Tasks to complete
1: Summarize the commit message in two sentences.
2: Reproduce the commit message word for word, beginning at the words "Caught live during" and stopping after "from client JSON)".

IP, not LB IP — preserves the wizard-jobs-page-not-stuck-PENDING fix), with
no graph cycle.

Co-authored-by: hatiyildiz <hatiyildiz@openova.io>

* fix(infra+api): wire handover_jwt_public_key end-to-end

The OpenTofu cloud-init template references ${handover_jwt_public_key}
(infra/hetzner/cloudinit-control-plane.tftpl:371) and variables.tf declares
the variable, but neither side wires it:
  - main.tf templatefile() call did not pass the key → "vars map does not
    contain key handover_jwt_public_key" on tofu plan
  - provisioner.writeTfvars never set the var → empty even when wired

Caught live during otech23 provisioning, immediately after the tofu-cycle
fix landed. tofu plan failed with:

  Error: Invalid function argument
    on main.tf line 170, in locals:
      170:   control_plane_cloud_init = replace(templatefile(...
    Invalid value for "vars" parameter: vars map does not contain key
    "handover_jwt_public_key", referenced at
    ./cloudinit-control-plane.tftpl:371,9-32.

Fix:
  - main.tf templatefile() now passes handover_jwt_public_key = var.handover_jwt_public_key
  - provisioner.Request gains a HandoverJWTPublicKey field (json:"-",
    server-stamped, never accepted from client JSON)

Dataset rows
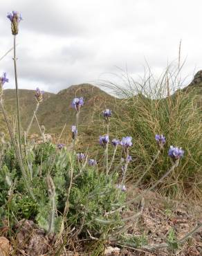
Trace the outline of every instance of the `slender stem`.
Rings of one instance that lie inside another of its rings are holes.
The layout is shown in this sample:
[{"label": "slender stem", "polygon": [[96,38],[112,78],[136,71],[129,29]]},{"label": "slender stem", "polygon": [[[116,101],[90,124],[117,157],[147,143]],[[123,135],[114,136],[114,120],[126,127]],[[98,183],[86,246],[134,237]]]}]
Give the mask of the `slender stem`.
[{"label": "slender stem", "polygon": [[[80,112],[77,111],[75,127],[76,127],[76,131],[78,131],[79,115],[80,115]],[[72,148],[73,151],[74,150],[74,148],[75,148],[75,140],[76,140],[77,135],[77,134],[75,134],[74,138],[73,140],[73,148]]]},{"label": "slender stem", "polygon": [[64,215],[63,218],[64,219],[65,219],[66,214],[68,214],[68,208],[69,208],[69,196],[70,196],[70,192],[73,183],[73,166],[72,163],[72,157],[73,154],[71,154],[70,156],[70,163],[71,163],[71,170],[70,170],[70,181],[69,181],[69,185],[67,190],[67,197],[66,197],[66,205],[64,210]]},{"label": "slender stem", "polygon": [[160,150],[158,150],[158,152],[157,152],[156,156],[154,156],[154,158],[153,159],[152,162],[151,163],[150,165],[146,169],[145,172],[143,172],[143,174],[140,177],[140,179],[138,179],[138,181],[136,183],[136,184],[135,184],[135,187],[136,188],[140,184],[140,181],[142,181],[142,179],[144,177],[144,176],[149,171],[149,170],[151,169],[152,166],[154,165],[154,162],[158,158],[160,153]]},{"label": "slender stem", "polygon": [[125,183],[125,181],[126,173],[127,173],[127,167],[128,167],[128,165],[129,165],[129,159],[128,159],[129,155],[129,152],[128,149],[126,149],[126,156],[125,156],[125,163],[124,165],[122,179],[122,183],[121,183],[121,186],[122,187],[123,186],[123,185]]},{"label": "slender stem", "polygon": [[19,95],[18,95],[18,83],[17,83],[17,58],[16,58],[16,35],[14,35],[13,41],[13,48],[14,48],[14,69],[15,69],[15,89],[16,89],[16,100],[17,100],[17,127],[18,127],[18,143],[19,148],[19,153],[21,158],[21,134],[20,134],[20,116],[19,116]]},{"label": "slender stem", "polygon": [[113,150],[113,156],[112,156],[112,159],[111,159],[111,162],[110,163],[110,165],[109,165],[109,167],[108,169],[108,172],[110,171],[111,168],[111,166],[113,165],[113,163],[114,161],[114,158],[115,158],[115,155],[116,155],[116,149],[117,149],[117,146],[115,147],[114,148],[114,150]]},{"label": "slender stem", "polygon": [[30,131],[30,128],[31,128],[31,127],[32,127],[32,125],[33,125],[33,120],[34,120],[35,116],[36,113],[37,112],[37,111],[38,111],[38,109],[39,109],[39,102],[37,102],[37,106],[36,106],[35,111],[34,111],[34,113],[33,113],[33,116],[32,119],[31,119],[31,120],[30,120],[30,124],[29,124],[29,125],[28,125],[28,129],[27,129],[27,130],[26,130],[26,135],[27,135],[27,136],[28,135],[28,133],[29,133],[29,131]]},{"label": "slender stem", "polygon": [[[191,235],[194,234],[199,229],[200,229],[202,227],[202,223],[199,223],[192,230],[187,233],[181,239],[177,240],[177,243],[181,244],[184,242],[187,238],[189,238]],[[156,250],[156,249],[160,249],[163,248],[167,248],[169,247],[169,245],[167,243],[163,243],[163,244],[159,244],[154,246],[143,246],[144,249],[147,250]]]},{"label": "slender stem", "polygon": [[138,196],[135,197],[134,199],[127,201],[121,207],[116,209],[113,211],[109,212],[106,213],[105,214],[109,215],[109,214],[111,214],[114,213],[116,212],[118,212],[118,211],[122,210],[123,206],[128,205],[130,203],[136,201],[138,199],[139,199],[140,198],[143,196],[145,194],[147,194],[149,191],[152,190],[154,188],[156,188],[165,178],[166,178],[178,165],[178,163],[179,163],[179,159],[177,159],[176,161],[176,162],[174,163],[172,166],[165,172],[165,174],[164,174],[163,175],[163,176],[159,180],[158,180],[152,187],[150,187],[148,189],[147,189],[146,190],[145,190],[143,193],[141,193],[140,194],[139,194]]},{"label": "slender stem", "polygon": [[10,127],[10,125],[8,117],[7,117],[7,114],[5,111],[5,109],[4,109],[4,107],[3,107],[3,105],[1,99],[0,100],[0,104],[1,104],[1,109],[2,109],[2,111],[3,111],[3,114],[6,125],[7,125],[7,127],[8,127],[8,131],[9,131],[10,139],[11,139],[13,147],[14,147],[14,150],[15,152],[20,169],[21,170],[21,173],[22,173],[24,179],[25,181],[25,184],[27,187],[27,189],[28,189],[30,196],[32,196],[32,198],[34,200],[35,200],[35,196],[33,195],[32,189],[31,189],[30,185],[29,185],[29,183],[28,183],[28,181],[27,174],[26,173],[26,171],[25,171],[24,165],[23,165],[22,159],[21,159],[21,155],[20,155],[19,152],[19,148],[17,147],[17,145],[15,144],[15,138],[14,138],[14,136],[13,136],[13,134],[12,134],[12,129],[11,129],[11,127]]},{"label": "slender stem", "polygon": [[[107,125],[107,135],[109,136],[109,123]],[[109,143],[107,143],[106,145],[106,173],[107,175],[109,174],[109,169],[108,169],[108,147],[109,147]]]},{"label": "slender stem", "polygon": [[35,111],[34,111],[34,116],[35,116],[35,119],[36,119],[37,123],[37,125],[38,125],[38,127],[39,127],[39,129],[40,133],[41,133],[41,134],[42,134],[42,137],[43,138],[43,140],[44,140],[43,133],[42,133],[42,129],[41,129],[40,125],[39,125],[39,121],[38,121],[38,119],[37,119],[37,115],[36,115]]}]

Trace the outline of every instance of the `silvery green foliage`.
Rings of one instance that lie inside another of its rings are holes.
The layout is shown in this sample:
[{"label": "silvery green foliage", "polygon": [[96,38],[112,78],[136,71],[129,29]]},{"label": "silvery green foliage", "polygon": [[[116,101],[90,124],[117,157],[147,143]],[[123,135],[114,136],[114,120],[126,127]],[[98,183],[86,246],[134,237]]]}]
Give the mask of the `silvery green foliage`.
[{"label": "silvery green foliage", "polygon": [[[12,148],[3,158],[4,165],[0,174],[0,191],[3,193],[3,201],[1,201],[0,210],[3,206],[7,211],[11,223],[15,224],[16,219],[26,218],[35,221],[47,232],[58,232],[66,203],[71,168],[73,168],[65,223],[86,237],[89,229],[91,235],[97,237],[109,234],[121,225],[119,212],[104,216],[105,212],[116,210],[125,201],[125,194],[118,193],[116,174],[107,176],[98,172],[96,165],[88,164],[80,172],[81,163],[75,154],[68,152],[65,147],[59,149],[56,145],[47,143],[28,149],[26,159],[35,201],[26,192]],[[15,193],[9,205],[12,214],[7,208],[7,203],[8,191],[14,183]]]}]

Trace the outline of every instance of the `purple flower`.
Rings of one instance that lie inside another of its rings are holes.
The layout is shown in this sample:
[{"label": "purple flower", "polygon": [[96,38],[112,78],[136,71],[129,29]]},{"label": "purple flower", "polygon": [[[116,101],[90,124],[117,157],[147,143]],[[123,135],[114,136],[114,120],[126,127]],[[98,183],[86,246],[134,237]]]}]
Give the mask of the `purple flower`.
[{"label": "purple flower", "polygon": [[126,191],[126,186],[125,185],[120,185],[120,184],[118,184],[116,185],[116,188],[118,188],[118,190],[120,190],[123,192]]},{"label": "purple flower", "polygon": [[131,140],[132,137],[123,137],[120,144],[122,146],[122,147],[127,148],[131,147],[133,145]]},{"label": "purple flower", "polygon": [[100,144],[102,147],[105,147],[109,142],[109,135],[105,135],[104,136],[100,136]]},{"label": "purple flower", "polygon": [[77,154],[77,159],[80,162],[82,162],[86,158],[86,155],[83,153]]},{"label": "purple flower", "polygon": [[36,92],[35,92],[35,98],[36,98],[37,101],[38,102],[38,103],[42,102],[42,101],[44,100],[44,97],[43,97],[44,94],[44,91],[41,91],[39,89],[39,88],[36,89]]},{"label": "purple flower", "polygon": [[120,140],[117,140],[116,138],[113,138],[113,139],[111,140],[111,144],[112,144],[114,147],[117,147],[117,146],[120,144]]},{"label": "purple flower", "polygon": [[96,160],[89,159],[89,165],[91,165],[91,166],[95,166],[95,165],[97,165]]},{"label": "purple flower", "polygon": [[10,19],[11,22],[11,30],[12,35],[18,34],[18,24],[22,20],[21,14],[16,11],[12,11],[8,13],[7,18]]},{"label": "purple flower", "polygon": [[110,118],[112,113],[111,109],[105,109],[102,111],[102,113],[104,118]]},{"label": "purple flower", "polygon": [[73,125],[71,127],[71,131],[72,131],[72,138],[74,140],[78,132],[75,125]]},{"label": "purple flower", "polygon": [[106,122],[109,124],[109,118],[111,116],[111,110],[105,109],[102,111],[103,116],[105,118]]},{"label": "purple flower", "polygon": [[170,156],[173,160],[179,159],[184,155],[184,150],[181,147],[170,146],[168,151],[168,156]]},{"label": "purple flower", "polygon": [[63,144],[63,143],[58,143],[57,144],[57,148],[58,148],[58,149],[62,149],[64,146],[65,146],[65,145]]},{"label": "purple flower", "polygon": [[166,142],[165,137],[163,134],[156,134],[155,140],[156,140],[160,147],[163,148]]},{"label": "purple flower", "polygon": [[77,112],[79,112],[80,110],[81,106],[84,106],[84,98],[82,97],[75,98],[71,102],[71,106],[72,107],[75,108]]},{"label": "purple flower", "polygon": [[130,161],[132,161],[132,157],[131,157],[131,156],[128,156],[127,157],[127,161],[129,163],[129,162],[130,162]]},{"label": "purple flower", "polygon": [[8,82],[9,80],[6,77],[6,73],[3,73],[2,77],[0,77],[0,84],[3,85],[6,82]]},{"label": "purple flower", "polygon": [[15,10],[8,13],[7,18],[9,19],[11,22],[13,22],[15,19],[16,19],[17,23],[19,23],[22,20],[21,14]]}]

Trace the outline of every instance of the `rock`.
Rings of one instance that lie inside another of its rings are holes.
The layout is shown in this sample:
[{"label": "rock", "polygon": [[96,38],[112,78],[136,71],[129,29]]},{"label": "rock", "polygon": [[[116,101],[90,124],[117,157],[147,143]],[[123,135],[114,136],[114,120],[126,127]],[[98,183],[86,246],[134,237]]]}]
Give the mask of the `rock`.
[{"label": "rock", "polygon": [[111,256],[111,255],[120,255],[120,248],[118,247],[108,246],[104,250],[104,255]]},{"label": "rock", "polygon": [[0,237],[0,256],[9,255],[10,248],[9,241],[4,237]]},{"label": "rock", "polygon": [[194,76],[194,79],[189,86],[193,86],[202,83],[202,70],[198,71]]}]

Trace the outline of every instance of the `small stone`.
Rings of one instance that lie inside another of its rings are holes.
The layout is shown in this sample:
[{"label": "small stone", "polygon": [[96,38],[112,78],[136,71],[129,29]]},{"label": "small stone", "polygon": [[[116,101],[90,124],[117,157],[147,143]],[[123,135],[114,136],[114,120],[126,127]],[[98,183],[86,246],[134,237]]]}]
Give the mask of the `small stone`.
[{"label": "small stone", "polygon": [[3,237],[0,237],[0,255],[6,256],[9,255],[10,244],[9,241]]}]

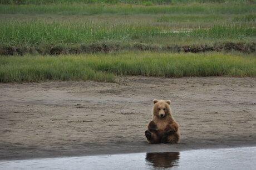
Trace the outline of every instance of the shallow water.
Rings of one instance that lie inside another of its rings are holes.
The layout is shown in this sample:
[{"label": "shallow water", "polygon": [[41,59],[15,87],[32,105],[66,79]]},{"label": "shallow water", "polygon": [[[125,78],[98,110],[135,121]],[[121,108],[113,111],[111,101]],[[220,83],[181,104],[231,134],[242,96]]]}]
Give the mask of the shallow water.
[{"label": "shallow water", "polygon": [[255,169],[256,147],[4,161],[1,169]]}]

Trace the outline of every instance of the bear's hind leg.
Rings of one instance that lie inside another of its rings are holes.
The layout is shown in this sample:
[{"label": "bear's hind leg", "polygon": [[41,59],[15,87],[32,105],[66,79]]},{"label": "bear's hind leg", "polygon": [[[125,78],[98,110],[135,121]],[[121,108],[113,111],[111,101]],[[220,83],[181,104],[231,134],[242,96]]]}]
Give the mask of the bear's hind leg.
[{"label": "bear's hind leg", "polygon": [[145,132],[145,135],[146,136],[146,137],[147,138],[147,142],[149,142],[149,143],[153,144],[159,143],[159,138],[155,132],[150,132],[149,130],[146,130]]},{"label": "bear's hind leg", "polygon": [[180,135],[175,133],[168,137],[167,142],[170,143],[178,143],[180,141]]}]

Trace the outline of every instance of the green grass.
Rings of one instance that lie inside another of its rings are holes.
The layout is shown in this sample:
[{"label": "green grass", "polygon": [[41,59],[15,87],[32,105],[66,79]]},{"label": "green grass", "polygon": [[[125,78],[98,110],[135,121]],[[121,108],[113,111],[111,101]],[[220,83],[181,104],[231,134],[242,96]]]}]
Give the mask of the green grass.
[{"label": "green grass", "polygon": [[[244,3],[250,2],[253,1],[247,0],[233,0],[233,3]],[[49,3],[62,3],[62,4],[73,4],[73,3],[86,3],[86,4],[142,4],[147,5],[150,4],[176,4],[176,3],[225,3],[225,0],[1,0],[1,4],[45,4]],[[229,2],[230,3],[230,2]]]},{"label": "green grass", "polygon": [[120,5],[46,4],[0,5],[2,14],[55,14],[60,15],[237,14],[255,12],[254,4],[196,4],[177,6],[143,6]]},{"label": "green grass", "polygon": [[[213,47],[206,51],[255,51],[256,4],[252,2],[155,5],[161,2],[142,1],[145,5],[137,5],[117,1],[0,5],[0,54],[67,54],[74,49],[78,52],[71,53],[107,53],[111,51],[104,50],[108,44],[112,51],[185,51],[180,48],[194,45]],[[189,32],[171,33],[176,30]],[[243,49],[219,48],[227,43],[249,45]],[[61,52],[51,52],[56,48]]]},{"label": "green grass", "polygon": [[0,56],[0,82],[47,80],[115,82],[117,76],[256,76],[252,55],[121,53],[58,56]]},{"label": "green grass", "polygon": [[244,40],[256,37],[256,28],[247,25],[213,25],[194,28],[191,32],[165,33],[168,25],[136,24],[0,20],[0,45],[36,47],[43,44],[85,44],[99,40],[135,41],[146,37],[169,38],[172,41],[191,39],[208,41],[231,39]]}]

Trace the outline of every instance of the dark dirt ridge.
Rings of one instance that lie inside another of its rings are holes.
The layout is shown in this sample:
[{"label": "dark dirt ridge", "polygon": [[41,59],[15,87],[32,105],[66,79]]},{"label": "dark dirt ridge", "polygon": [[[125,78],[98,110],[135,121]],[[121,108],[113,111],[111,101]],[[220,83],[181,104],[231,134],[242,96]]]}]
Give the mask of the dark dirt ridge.
[{"label": "dark dirt ridge", "polygon": [[92,43],[80,45],[75,47],[68,46],[46,46],[42,48],[33,47],[16,47],[6,45],[0,47],[0,55],[23,55],[24,54],[60,55],[76,54],[107,53],[121,50],[168,51],[184,53],[200,53],[206,51],[237,51],[246,53],[254,53],[256,44],[250,43],[224,42],[215,43],[213,45],[207,44],[193,44],[186,45],[167,45],[159,47],[145,43],[120,45],[119,43]]}]

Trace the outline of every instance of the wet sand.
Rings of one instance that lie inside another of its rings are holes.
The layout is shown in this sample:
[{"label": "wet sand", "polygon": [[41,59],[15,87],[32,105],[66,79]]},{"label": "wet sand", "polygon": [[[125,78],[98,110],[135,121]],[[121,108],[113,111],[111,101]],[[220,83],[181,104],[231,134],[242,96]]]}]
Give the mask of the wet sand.
[{"label": "wet sand", "polygon": [[256,147],[0,161],[1,169],[255,169]]},{"label": "wet sand", "polygon": [[[0,95],[1,159],[256,146],[256,78],[0,84]],[[180,143],[147,143],[154,99],[172,101]]]}]

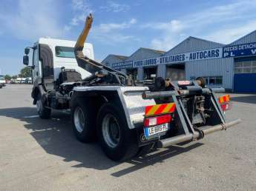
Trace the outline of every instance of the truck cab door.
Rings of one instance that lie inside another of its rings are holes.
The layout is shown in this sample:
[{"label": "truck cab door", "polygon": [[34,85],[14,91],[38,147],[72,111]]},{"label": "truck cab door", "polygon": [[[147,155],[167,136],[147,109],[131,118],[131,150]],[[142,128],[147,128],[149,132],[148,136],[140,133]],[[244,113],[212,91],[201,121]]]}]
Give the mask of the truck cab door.
[{"label": "truck cab door", "polygon": [[33,70],[32,70],[32,80],[36,81],[38,78],[42,78],[42,70],[41,64],[39,60],[39,45],[38,44],[35,44],[33,47]]}]

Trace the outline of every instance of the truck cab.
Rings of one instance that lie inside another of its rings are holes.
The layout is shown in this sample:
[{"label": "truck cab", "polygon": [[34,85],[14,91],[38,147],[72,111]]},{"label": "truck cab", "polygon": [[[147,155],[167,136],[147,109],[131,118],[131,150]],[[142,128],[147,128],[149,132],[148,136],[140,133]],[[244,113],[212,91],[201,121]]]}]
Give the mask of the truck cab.
[{"label": "truck cab", "polygon": [[[75,44],[73,41],[40,38],[33,47],[27,47],[23,61],[25,65],[30,64],[33,81],[36,84],[44,83],[45,88],[50,90],[54,88],[63,69],[76,71],[81,74],[82,78],[89,76],[91,73],[77,64],[73,50]],[[32,53],[29,55],[30,50]],[[85,44],[83,53],[94,59],[91,44]]]}]

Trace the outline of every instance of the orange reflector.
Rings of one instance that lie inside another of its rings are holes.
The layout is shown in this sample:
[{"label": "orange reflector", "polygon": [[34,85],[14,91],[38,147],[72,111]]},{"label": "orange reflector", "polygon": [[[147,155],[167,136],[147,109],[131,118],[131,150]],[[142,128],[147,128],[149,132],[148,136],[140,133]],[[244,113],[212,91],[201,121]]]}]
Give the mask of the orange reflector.
[{"label": "orange reflector", "polygon": [[171,121],[171,116],[170,114],[165,114],[163,115],[151,117],[151,118],[146,118],[144,120],[144,127],[166,124],[166,123],[169,123]]},{"label": "orange reflector", "polygon": [[145,108],[145,116],[156,115],[164,113],[171,113],[175,110],[175,104],[163,104],[146,106]]},{"label": "orange reflector", "polygon": [[229,95],[225,95],[219,98],[219,103],[223,111],[229,110],[232,107]]},{"label": "orange reflector", "polygon": [[222,104],[222,103],[224,103],[224,102],[228,102],[229,101],[230,101],[229,95],[225,95],[225,96],[220,96],[219,98],[219,103],[220,104]]}]

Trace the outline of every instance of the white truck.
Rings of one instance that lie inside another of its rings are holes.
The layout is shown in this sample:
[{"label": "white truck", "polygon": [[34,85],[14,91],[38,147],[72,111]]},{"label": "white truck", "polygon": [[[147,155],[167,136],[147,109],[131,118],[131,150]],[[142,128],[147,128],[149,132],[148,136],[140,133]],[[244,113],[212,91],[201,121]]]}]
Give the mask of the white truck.
[{"label": "white truck", "polygon": [[23,63],[33,50],[31,96],[42,118],[52,110],[70,110],[76,138],[98,138],[105,153],[120,161],[204,135],[240,122],[226,122],[228,96],[220,101],[204,87],[203,80],[166,81],[137,86],[126,75],[93,60],[91,44],[85,44],[92,23],[90,15],[77,41],[41,38],[26,47]]}]

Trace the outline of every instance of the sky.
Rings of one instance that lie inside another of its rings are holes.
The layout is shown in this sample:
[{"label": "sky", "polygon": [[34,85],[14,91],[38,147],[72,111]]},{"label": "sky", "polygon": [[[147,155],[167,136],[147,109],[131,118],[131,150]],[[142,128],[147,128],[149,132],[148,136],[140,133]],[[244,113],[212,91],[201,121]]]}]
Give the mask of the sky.
[{"label": "sky", "polygon": [[256,30],[256,0],[1,0],[0,73],[18,74],[39,37],[76,41],[89,13],[95,59],[168,50],[194,36],[229,44]]}]

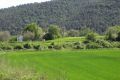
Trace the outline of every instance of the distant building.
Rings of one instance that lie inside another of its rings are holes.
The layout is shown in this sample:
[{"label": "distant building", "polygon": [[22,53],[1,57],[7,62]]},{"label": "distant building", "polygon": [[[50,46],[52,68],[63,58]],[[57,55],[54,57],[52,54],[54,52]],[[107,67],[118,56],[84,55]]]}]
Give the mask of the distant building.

Expected responses
1: The OpenTofu cloud-init template references handover_jwt_public_key and variables.tf declares it, but the main.tf templatefile() call did not pass the key and provisioner.writeTfvars never set the variable, so tofu plan failed during otech23 provisioning. The fix makes main.tf pass handover_jwt_public_key = var.handover_jwt_public_key and gives provisioner.Request a server-stamped HandoverJWTPublicKey field that is never accepted from client JSON.

2:
Caught live during otech23 provisioning, immediately after the tofu-cycle
fix landed. tofu plan failed with:

  Error: Invalid function argument
    on main.tf line 170, in locals:
      170:   control_plane_cloud_init = replace(templatefile(...
    Invalid value for "vars" parameter: vars map does not contain key
    "handover_jwt_public_key", referenced at
    ./cloudinit-control-plane.tftpl:371,9-32.

Fix:
  - main.tf templatefile() now passes handover_jwt_public_key = var.handover_jwt_public_key
  - provisioner.Request gains a HandoverJWTPublicKey field (json:"-",
    server-stamped, never accepted from client JSON)